Page text start
Let’s filter for articles where value = “Facebook Inc” in the keywords table.
articles_matching_keywords_info <- facebook_2014_vs_2018_keywords %>% filter(value == "Facebook Inc") %>% select(c("Targeted.topic","Article.index"))
articles_matching_keywords_info <- articles_matching_keywords_info[!duplicated(articles_matching_keywords_info),]
facebook_2014_vs_2018_scandal_articles <- merge(facebook_2014_vs_2018_scandal_articles,articles_matching_keywords_info,by=c("Targeted.topic","Article.index"))
How many articles are we left with for each time period to be studied?
table(facebook_2014_vs_2018_scandal_articles$Targeted.topic)
##
## 2014 Facebook psychological experiment scandal
## 24
## 2018 Facebook Cambridge Analytica scandal
## 47
Not really enough to do as much detailed analysis as I thought we might be able to do.
Let’s try and convert the pub_date format to an actual date format.
facebook_2014_vs_2018_scandal_articles$pub_date <- as.Date(substr(facebook_2014_vs_2018_scandal_articles$pub_date,1,10))
facebook_2014_vs_2018_scandal_articles <- facebook_2014_vs_2018_scandal_articles %>% arrange(pub_date)
Let’s show some of the information we might be most interested in for each topic.
Then I think we are good to save for now, keeping the data ready to analyze another time.
facebook_2014_vs_2018_scandal_articles %>%
filter(Targeted.topic == "2014 Facebook psychological experiment scandal") %>%
select(c("pub_date","snippet","headline.main"))
## pub_date
## 1 2014-06-18
## 2 2014-06-19
## 3 2014-06-21
## 4 2014-06-23
## 5 2014-06-23
## 6 2014-06-25
## 7 2014-06-26
## 8 2014-06-26
## 9 2014-06-27
## 10 2014-06-27
## 11 2014-06-27
## 12 2014-06-28
## 13 2014-06-29
## 14 2014-06-30
## 15 2014-06-30
## 16 2014-06-30
## 17 2014-07-01
## 18 2014-07-02
## 19 2014-07-02
## 20 2014-07-03
## 21 2014-07-03
## 22 2014-07-03
## 23 2014-07-03
## 24 2014-07-06
## snippet
## 1 The social media giant announced that it had created a new kind of computer networking switch, potentially capable of shifting data rapidly through the largest data centers.
## 2 Users were unable to log into their accounts for more than a half-hour, though Facebook said later it had “resolved the issue quickly, and we are now back to 100 percent.”
## 3 Social Sweepster, a new service, says it can scan photos for telltale signs of youthful indiscretions, like red party cups. It joins several services trying to help people erase evidence of behavior prospective employers may not find amusing.
## 4 The Breakthrough Prize in Mathematics, financed by Yuri Milner, a Russian investor, and Mark Zuckerberg, the founder of Facebook, comes with a $3 million award.
## 5 If a business buys ads from Facebook and the ads generate likes from people or accounts who aren’t really interested in the business, advertising dollars have been wasted.
Page text end
## Tasks for this exercise
**a)** According to the page text, how many articles remain for the 2018 Facebook Cambridge Analytica scandal?
**b)** Summarize the page text in two sentences.
Supplied information start
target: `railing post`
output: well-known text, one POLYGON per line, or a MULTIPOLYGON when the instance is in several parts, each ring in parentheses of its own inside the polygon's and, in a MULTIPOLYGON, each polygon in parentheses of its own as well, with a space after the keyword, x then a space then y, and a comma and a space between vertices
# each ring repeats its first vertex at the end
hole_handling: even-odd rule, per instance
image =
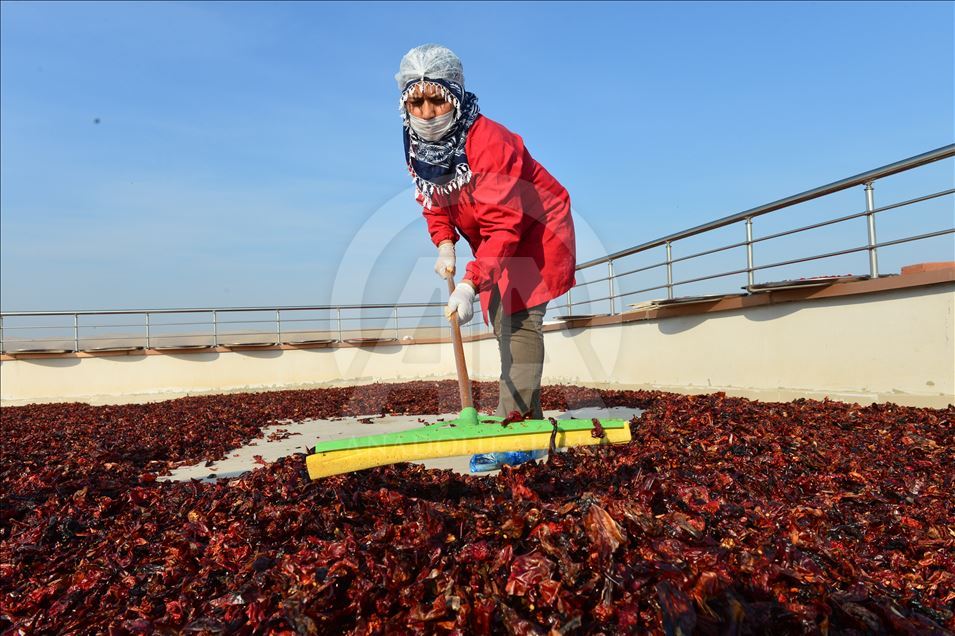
Supplied information end
## Exercise solutions
**a)** 47 articles remain for the 2018 Facebook Cambridge Analytica scandal.

**b)** The articles are filtered to those with the keyword value "Facebook Inc," which leaves 24 for the 2014 Facebook psychological experiment scandal and 47 for the 2018 Facebook Cambridge Analytica scandal, too few for the detailed analysis the writer had hoped for. The pub_date field is then converted to a date format, the articles are sorted by it, and the date, snippet, and main headline are shown for the 2014 topic, after which the writer plans to save the data for analysis another time.